* start *

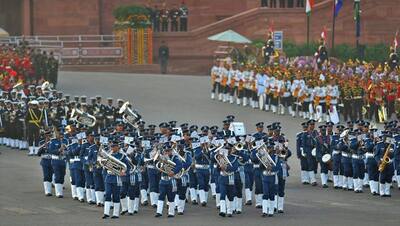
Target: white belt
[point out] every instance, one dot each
(268, 173)
(75, 159)
(56, 157)
(223, 173)
(166, 178)
(199, 166)
(390, 161)
(46, 156)
(369, 155)
(354, 156)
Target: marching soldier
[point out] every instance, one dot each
(393, 59)
(164, 14)
(174, 16)
(167, 183)
(113, 184)
(57, 149)
(183, 16)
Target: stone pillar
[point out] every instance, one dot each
(26, 18)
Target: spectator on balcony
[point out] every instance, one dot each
(183, 14)
(272, 4)
(264, 3)
(174, 15)
(163, 56)
(300, 3)
(290, 3)
(164, 14)
(282, 3)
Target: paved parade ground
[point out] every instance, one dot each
(185, 99)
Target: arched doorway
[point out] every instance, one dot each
(11, 16)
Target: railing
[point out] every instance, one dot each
(76, 49)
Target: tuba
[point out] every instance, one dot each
(221, 157)
(46, 86)
(83, 117)
(386, 158)
(109, 162)
(130, 116)
(264, 157)
(167, 166)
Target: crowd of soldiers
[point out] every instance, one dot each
(311, 87)
(282, 3)
(25, 65)
(59, 130)
(169, 19)
(355, 155)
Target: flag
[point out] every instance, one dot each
(309, 6)
(357, 17)
(338, 6)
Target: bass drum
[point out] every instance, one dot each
(261, 101)
(327, 159)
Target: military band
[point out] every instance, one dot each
(356, 155)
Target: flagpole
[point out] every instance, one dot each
(333, 28)
(308, 31)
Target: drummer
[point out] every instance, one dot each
(323, 154)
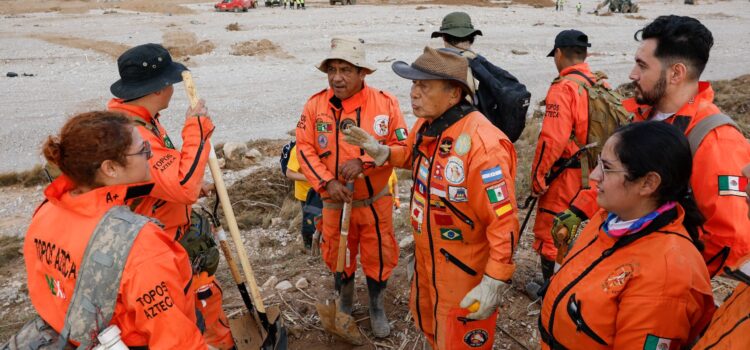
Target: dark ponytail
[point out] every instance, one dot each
(662, 148)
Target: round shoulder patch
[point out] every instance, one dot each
(463, 144)
(476, 338)
(380, 126)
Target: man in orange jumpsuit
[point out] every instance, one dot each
(463, 209)
(329, 163)
(147, 73)
(674, 51)
(564, 131)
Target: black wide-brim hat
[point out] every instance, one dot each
(145, 69)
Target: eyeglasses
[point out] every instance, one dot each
(146, 150)
(604, 170)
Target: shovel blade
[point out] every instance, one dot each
(339, 323)
(249, 334)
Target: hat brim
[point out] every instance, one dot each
(322, 66)
(407, 71)
(457, 32)
(130, 91)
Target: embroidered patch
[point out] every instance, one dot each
(656, 343)
(423, 173)
(438, 173)
(498, 193)
(731, 185)
(504, 210)
(476, 338)
(444, 149)
(437, 205)
(458, 194)
(450, 234)
(322, 141)
(55, 287)
(454, 171)
(443, 219)
(463, 144)
(420, 186)
(401, 134)
(492, 175)
(346, 124)
(438, 190)
(616, 280)
(419, 200)
(321, 126)
(380, 126)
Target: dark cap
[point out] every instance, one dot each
(456, 24)
(435, 65)
(570, 38)
(145, 69)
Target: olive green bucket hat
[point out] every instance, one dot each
(456, 24)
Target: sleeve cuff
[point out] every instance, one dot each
(499, 271)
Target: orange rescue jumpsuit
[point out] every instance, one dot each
(178, 177)
(730, 326)
(463, 213)
(564, 130)
(611, 295)
(154, 306)
(722, 154)
(321, 150)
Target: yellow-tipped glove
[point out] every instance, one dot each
(356, 136)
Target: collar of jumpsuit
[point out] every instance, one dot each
(117, 104)
(96, 201)
(352, 103)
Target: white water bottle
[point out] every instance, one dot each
(109, 339)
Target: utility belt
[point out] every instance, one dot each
(358, 203)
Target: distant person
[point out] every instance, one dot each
(635, 277)
(564, 131)
(105, 164)
(329, 164)
(674, 51)
(308, 198)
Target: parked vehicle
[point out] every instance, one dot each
(235, 5)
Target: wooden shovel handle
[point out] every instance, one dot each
(226, 205)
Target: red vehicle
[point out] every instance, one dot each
(234, 5)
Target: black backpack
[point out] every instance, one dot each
(500, 97)
(286, 152)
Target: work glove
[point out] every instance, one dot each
(356, 136)
(570, 219)
(487, 294)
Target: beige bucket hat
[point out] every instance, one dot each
(351, 50)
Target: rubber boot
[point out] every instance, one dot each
(378, 320)
(346, 297)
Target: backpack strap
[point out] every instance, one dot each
(98, 283)
(699, 132)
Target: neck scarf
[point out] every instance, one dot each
(616, 228)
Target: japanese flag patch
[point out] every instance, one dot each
(732, 185)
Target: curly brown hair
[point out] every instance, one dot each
(85, 141)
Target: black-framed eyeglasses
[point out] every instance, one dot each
(145, 150)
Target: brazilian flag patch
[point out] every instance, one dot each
(451, 234)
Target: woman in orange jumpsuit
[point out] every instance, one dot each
(104, 162)
(635, 277)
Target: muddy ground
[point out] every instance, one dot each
(256, 70)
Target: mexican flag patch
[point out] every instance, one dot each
(730, 185)
(401, 134)
(655, 343)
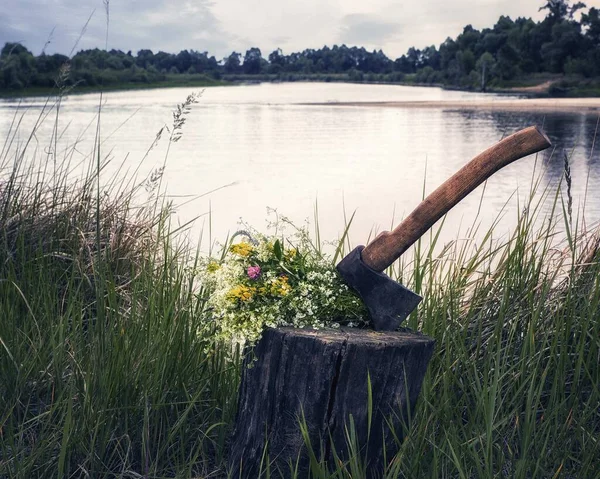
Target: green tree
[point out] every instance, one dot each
(253, 61)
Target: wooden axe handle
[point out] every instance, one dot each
(388, 246)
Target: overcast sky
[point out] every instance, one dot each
(221, 26)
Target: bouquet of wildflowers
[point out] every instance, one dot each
(264, 281)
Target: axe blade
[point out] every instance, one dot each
(388, 302)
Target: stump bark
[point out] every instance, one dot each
(321, 376)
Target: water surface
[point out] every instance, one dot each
(284, 154)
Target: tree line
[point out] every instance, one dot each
(566, 41)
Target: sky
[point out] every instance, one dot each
(223, 26)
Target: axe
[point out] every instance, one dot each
(388, 302)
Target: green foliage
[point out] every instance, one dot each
(270, 281)
(559, 44)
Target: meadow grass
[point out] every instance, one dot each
(106, 372)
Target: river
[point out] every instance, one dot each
(276, 150)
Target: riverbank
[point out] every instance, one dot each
(172, 81)
(524, 104)
(535, 86)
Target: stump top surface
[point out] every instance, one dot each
(356, 336)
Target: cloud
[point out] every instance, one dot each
(367, 29)
(132, 25)
(221, 26)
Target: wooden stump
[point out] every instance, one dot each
(322, 375)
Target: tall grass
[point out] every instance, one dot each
(121, 384)
(102, 371)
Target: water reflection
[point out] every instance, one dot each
(377, 161)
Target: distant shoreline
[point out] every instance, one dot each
(526, 104)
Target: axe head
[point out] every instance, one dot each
(388, 302)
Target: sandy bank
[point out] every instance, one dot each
(529, 104)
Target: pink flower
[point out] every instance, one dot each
(253, 272)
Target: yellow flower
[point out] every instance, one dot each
(241, 293)
(291, 253)
(212, 266)
(241, 249)
(281, 286)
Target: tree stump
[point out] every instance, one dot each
(322, 376)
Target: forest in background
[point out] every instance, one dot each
(563, 48)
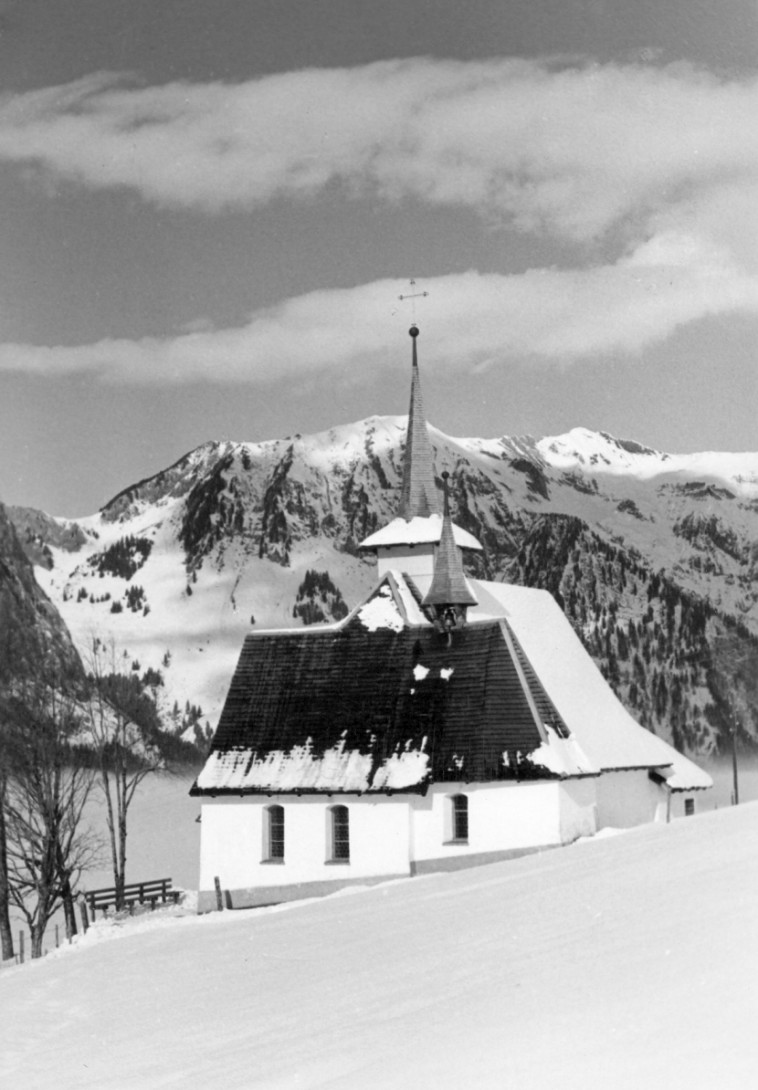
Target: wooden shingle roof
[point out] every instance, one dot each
(349, 709)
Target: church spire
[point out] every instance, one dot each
(419, 494)
(448, 596)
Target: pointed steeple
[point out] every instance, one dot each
(448, 596)
(419, 494)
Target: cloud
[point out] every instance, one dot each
(572, 150)
(470, 321)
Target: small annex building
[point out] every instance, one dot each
(446, 722)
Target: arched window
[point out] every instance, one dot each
(460, 816)
(340, 834)
(274, 834)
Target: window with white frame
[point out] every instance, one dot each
(274, 834)
(459, 818)
(339, 834)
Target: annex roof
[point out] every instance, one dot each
(608, 734)
(418, 531)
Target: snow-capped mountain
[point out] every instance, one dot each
(32, 632)
(652, 555)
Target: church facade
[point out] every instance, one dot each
(446, 722)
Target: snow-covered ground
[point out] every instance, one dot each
(624, 961)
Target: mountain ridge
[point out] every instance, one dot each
(652, 555)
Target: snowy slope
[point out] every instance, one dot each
(624, 961)
(226, 536)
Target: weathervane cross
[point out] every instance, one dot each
(413, 295)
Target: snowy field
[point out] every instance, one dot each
(624, 961)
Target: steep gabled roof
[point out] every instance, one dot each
(377, 704)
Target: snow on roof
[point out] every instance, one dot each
(352, 710)
(418, 531)
(606, 733)
(684, 775)
(381, 612)
(303, 770)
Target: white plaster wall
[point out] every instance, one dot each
(578, 809)
(629, 798)
(502, 816)
(232, 840)
(416, 560)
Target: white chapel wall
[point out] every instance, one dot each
(578, 808)
(503, 816)
(233, 850)
(628, 798)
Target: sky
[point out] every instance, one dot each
(208, 209)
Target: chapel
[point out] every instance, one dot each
(446, 722)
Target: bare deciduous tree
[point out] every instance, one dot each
(46, 790)
(124, 737)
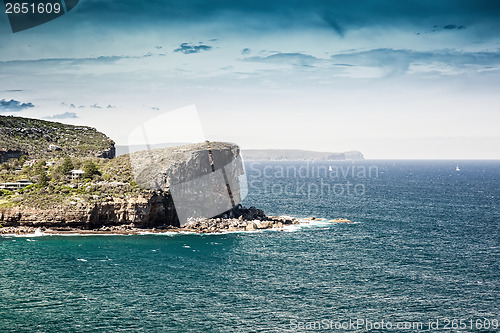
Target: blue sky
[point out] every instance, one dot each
(417, 79)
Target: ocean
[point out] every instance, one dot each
(423, 255)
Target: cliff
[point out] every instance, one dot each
(46, 139)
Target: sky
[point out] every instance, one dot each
(413, 79)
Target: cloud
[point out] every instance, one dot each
(339, 16)
(14, 105)
(299, 59)
(65, 115)
(452, 26)
(187, 48)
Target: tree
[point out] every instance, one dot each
(67, 166)
(90, 169)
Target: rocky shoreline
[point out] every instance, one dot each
(205, 226)
(198, 226)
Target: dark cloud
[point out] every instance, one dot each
(13, 105)
(399, 61)
(187, 48)
(65, 115)
(299, 59)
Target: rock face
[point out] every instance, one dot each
(144, 212)
(46, 139)
(202, 178)
(193, 181)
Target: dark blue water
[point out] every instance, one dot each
(426, 247)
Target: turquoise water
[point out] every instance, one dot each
(426, 247)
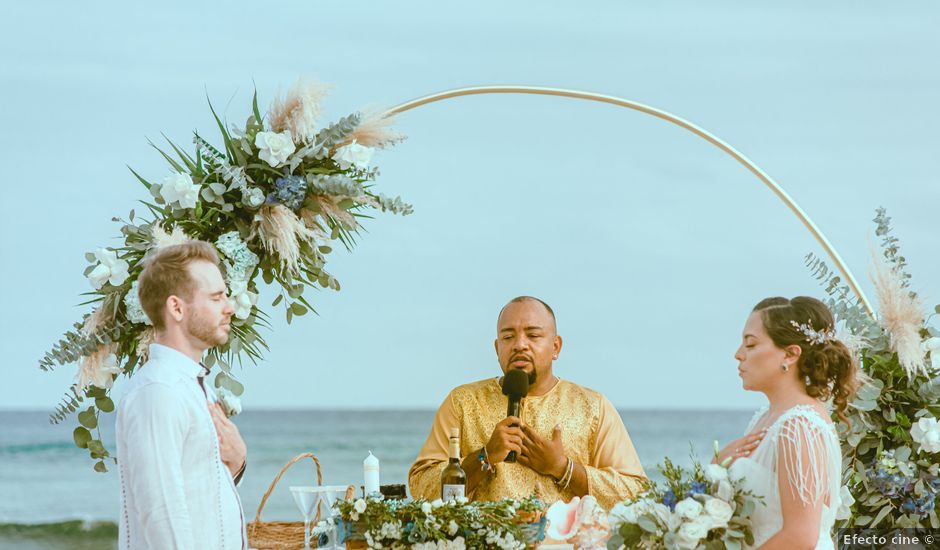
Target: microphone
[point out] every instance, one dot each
(515, 386)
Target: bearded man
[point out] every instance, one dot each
(569, 440)
(179, 456)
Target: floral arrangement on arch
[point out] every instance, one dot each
(891, 451)
(272, 199)
(698, 508)
(507, 524)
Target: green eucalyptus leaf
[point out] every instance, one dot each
(81, 436)
(88, 419)
(881, 515)
(104, 404)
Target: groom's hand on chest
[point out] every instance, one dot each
(545, 456)
(232, 448)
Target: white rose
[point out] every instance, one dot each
(664, 515)
(180, 188)
(103, 377)
(715, 472)
(846, 500)
(242, 299)
(689, 508)
(622, 513)
(252, 197)
(230, 403)
(274, 148)
(353, 155)
(690, 534)
(932, 346)
(109, 269)
(926, 431)
(719, 511)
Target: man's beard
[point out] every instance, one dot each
(206, 331)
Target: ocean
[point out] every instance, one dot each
(51, 498)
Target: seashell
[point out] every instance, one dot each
(563, 520)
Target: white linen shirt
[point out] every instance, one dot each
(175, 491)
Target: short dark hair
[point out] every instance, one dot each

* end *

- [Aim of the task] Starting at the line containing "Target: seashell" and ending with the last of the items, write those lines out again, requests included, with every coordinate in the answers shifted by -58.

- [Task answer]
Target: seashell
[point out] every instance, one dot each
(505, 462)
Target: white linen shirt
[point out] every instance, one dot each
(117, 433)
Target: short dark hair
[point out] every instance, one dot each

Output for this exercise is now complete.